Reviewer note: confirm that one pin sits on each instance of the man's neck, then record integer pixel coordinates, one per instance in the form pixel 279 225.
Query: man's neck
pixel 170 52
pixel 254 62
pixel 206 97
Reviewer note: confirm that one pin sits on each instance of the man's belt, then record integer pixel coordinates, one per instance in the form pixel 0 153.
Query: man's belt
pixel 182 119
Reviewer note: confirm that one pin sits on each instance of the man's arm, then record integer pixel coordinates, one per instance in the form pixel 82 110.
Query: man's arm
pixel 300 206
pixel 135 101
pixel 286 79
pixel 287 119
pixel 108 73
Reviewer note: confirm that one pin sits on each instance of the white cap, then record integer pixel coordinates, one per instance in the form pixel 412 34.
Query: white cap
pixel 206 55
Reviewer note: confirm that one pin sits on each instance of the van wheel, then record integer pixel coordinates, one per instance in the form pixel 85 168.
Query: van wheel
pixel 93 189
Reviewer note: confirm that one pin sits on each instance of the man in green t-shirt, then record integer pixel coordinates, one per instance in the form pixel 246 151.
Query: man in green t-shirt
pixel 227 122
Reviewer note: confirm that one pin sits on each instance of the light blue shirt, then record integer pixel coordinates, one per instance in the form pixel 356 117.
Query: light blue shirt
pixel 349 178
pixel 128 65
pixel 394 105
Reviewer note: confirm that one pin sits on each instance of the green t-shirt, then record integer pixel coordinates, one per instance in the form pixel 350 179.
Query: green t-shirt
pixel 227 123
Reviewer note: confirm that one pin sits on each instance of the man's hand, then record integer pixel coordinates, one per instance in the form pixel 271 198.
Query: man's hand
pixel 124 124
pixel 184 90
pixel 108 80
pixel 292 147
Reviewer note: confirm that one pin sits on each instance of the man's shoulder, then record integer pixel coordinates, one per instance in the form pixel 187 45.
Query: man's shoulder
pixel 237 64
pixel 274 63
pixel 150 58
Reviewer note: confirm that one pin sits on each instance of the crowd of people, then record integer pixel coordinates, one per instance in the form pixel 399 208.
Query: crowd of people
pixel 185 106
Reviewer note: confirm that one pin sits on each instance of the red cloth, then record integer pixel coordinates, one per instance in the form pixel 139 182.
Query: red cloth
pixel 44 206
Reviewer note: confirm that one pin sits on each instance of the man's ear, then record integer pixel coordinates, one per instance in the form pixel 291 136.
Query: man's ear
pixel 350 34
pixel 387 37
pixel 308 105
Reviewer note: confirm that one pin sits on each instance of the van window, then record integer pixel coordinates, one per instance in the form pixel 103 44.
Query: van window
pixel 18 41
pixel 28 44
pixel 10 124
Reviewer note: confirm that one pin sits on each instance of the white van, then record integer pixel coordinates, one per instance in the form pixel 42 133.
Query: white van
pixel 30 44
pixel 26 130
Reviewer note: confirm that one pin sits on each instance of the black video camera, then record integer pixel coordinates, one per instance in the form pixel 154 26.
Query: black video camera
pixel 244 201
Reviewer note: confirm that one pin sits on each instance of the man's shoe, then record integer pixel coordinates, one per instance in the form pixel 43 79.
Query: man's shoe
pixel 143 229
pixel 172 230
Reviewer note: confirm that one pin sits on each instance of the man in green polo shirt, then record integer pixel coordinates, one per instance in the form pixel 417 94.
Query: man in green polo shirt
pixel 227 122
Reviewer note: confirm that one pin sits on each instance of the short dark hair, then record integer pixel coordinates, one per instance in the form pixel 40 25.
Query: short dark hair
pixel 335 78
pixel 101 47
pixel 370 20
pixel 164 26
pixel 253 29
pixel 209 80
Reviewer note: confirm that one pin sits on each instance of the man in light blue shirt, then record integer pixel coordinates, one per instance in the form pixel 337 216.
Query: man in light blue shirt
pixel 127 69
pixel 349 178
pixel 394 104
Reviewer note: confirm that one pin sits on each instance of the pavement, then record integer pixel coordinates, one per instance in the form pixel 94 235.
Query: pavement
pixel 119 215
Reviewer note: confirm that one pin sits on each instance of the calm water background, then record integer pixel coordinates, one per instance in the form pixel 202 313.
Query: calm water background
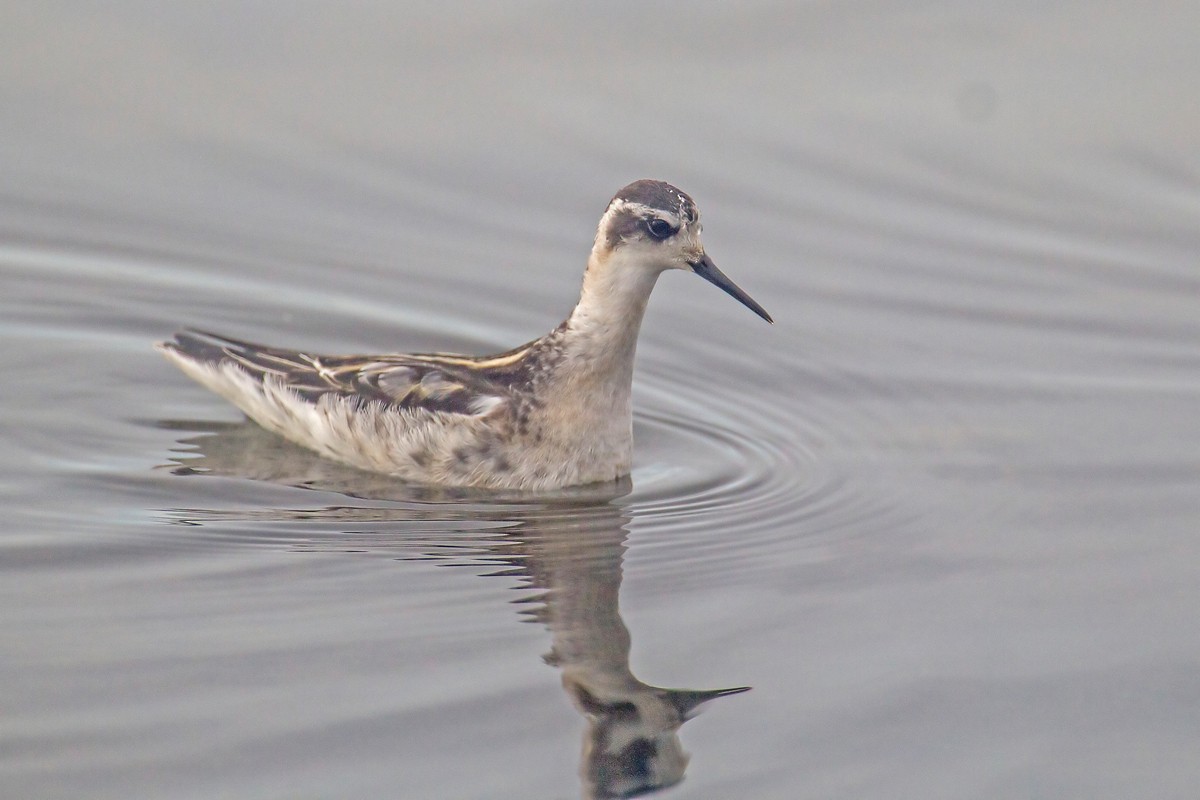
────────
## Problem details
Every line in the listing that holds "calm" belongs in the answer.

## Output below
Reviewer note: confirm that one pin sits on each instance of the calm water background, then record integer pixel coordinates, one per instance in the form pixel 202 313.
Query: calm water background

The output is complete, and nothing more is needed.